§ **作業の指示**:
A: マスターカードの決算に関する文章から、「- 売上:41.2億ドル(予想値40億ドル、前年比マイナス7%)」で始まり「している様子が見えてきます。」で終わる部分をそのまま書き写してください。
B: 次の各記述がマスターカードの決算に関する文章の内容と合っているかを「はい」か「いいえ」で答え、判断の決め手となる文章中の語句を正確に引用してください。(i) 2020年10-12月期の売上は予想値を上回った。(ii) マスターカードの株価は、長期保有で買うのに適した水準だとされている。(iii) 2021年1月分のデータでは、カード利用状況がやや軟調になっている。

§ **本文の抜粋**:
新型コロナウイルスで世界中の消費が落ち込むまでは、マスターカードは毎年のように増収増益をして、株価が右肩上がりに上がる銘柄でした。
以下の記事では毎年のように利益を増やしてキャッシュフローを生み出す企業こそ、長期保有に向いている株だという話をしましたが、マスターカードはそのお手本のような企業です。
個別株の投資で重要なたった2つのこと
とってもシンプルに考えるなら、個別株に投資で重要なことはたった2つしかありません。【何を買うのか】と【いつ買うか】だけです。この記事では、長期で個別株で資産形成したいと考えている投資家に向けて、どんな銘柄をどのタイミングで買っていけば良いかを考えていきます。
コロナがまだ収束していない今でこそ苦しい時期を迎えていますが、2020年10-12月期の決算では未だにマイナス成長ながらも最悪期の2020年4-6月からかなり回復してきた様子が見えてきました。
この記事では、マスターカードの決算を振り返り、買いなのかどうかを考えていきます。
この記事のポイント
- マスターカードの2020年10-12月期の決算は、売上・利益ともにマイナス成長ながらも予想したほど業績は悪化しなかった。
- 相変わらず割高な状態が続いているので、何年も保有する長期保有で買うには適さない株価がついている。
- しかし、米国株でバブルが弾けなければ、2021年後半から2022年前半までに株価が上昇するチャンスはあるかも知れない。コロナが収束に向い、消費が活発化すれば、今後1年間でマスターカードの業績はアナリストの予想以上に伸びる可能性は十分にある。
低迷しながらも回復傾向が続いたマスターカード
マスターカードの2020年10-12月決算は、低迷が続きながらも回復傾向が続いていることが確認できる内容でした。
- 売上:41.2億ドル(予想値40億ドル、前年比マイナス7%)
- 一株利益:1.64ドル(予想値1.52ドル、前年比マイナス16%)
単位B:10億ドル | 20Q4 | 前年比 |
---|---|---|
収益 | $4.1B | -7% |
営業利益 | $2.1B | -12% |
(調整後)一株利益 | $1.64B | -16% |
マスターカードは毎回予想を超える決算を出すことで有名ですが、今期もマイナス成長ながらも、予想よりも良い数字を発表しています。
近年の売上と利益の成長率の変化を見てると、コロナの消費低迷の影響を受けて2020年はマイナス成長が続いていますが、少しずつ改善している様子が見えてきます。
マスターカードの利用状況を見ても、10-12月は回復傾向に大きな崩れはないようです。
ただし、以下のグラフで2021年1月分のデータを見てみると、カード利用状況がやや軟調になっているので、次の決算のマスターカードの業績はあまり良くないかも知れません。

§ **提供データ**:
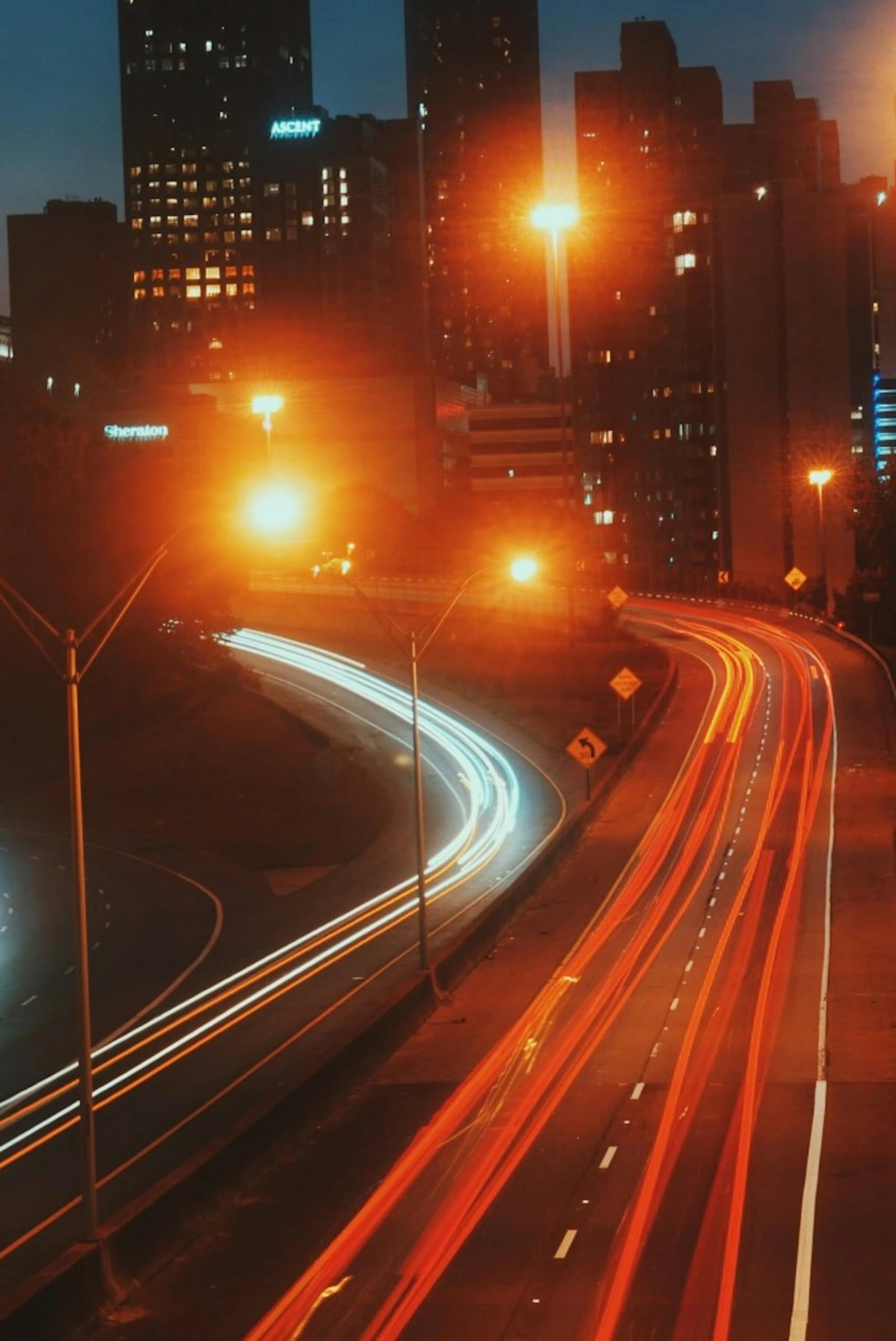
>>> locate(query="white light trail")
[0,629,521,1156]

§ **練習問題の解答**:
A:
- 売上:41.2億ドル(予想値40億ドル、前年比マイナス7%)
- 一株利益:1.64ドル(予想値1.52ドル、前年比マイナス16%)
単位B:10億ドル | 20Q4 | 前年比 |
---|---|---|
収益 | $4.1B | -7% |
営業利益 | $2.1B | -12% |
(調整後)一株利益 | $1.64B | -16% |
マスターカードは毎回予想を超える決算を出すことで有名ですが、今期もマイナス成長ながらも、予想よりも良い数字を発表しています。
近年の売上と利益の成長率の変化を見てると、コロナの消費低迷の影響を受けて2020年はマイナス成長が続いていますが、少しずつ改善している様子が見えてきます。

B:
(i) はい。「売上:41.2億ドル(予想値40億ドル、前年比マイナス7%)」
(ii) いいえ。「相変わらず割高な状態が続いているので、何年も保有する長期保有で買うには適さない株価がついている。」
(iii) はい。「カード利用状況がやや軟調になっている」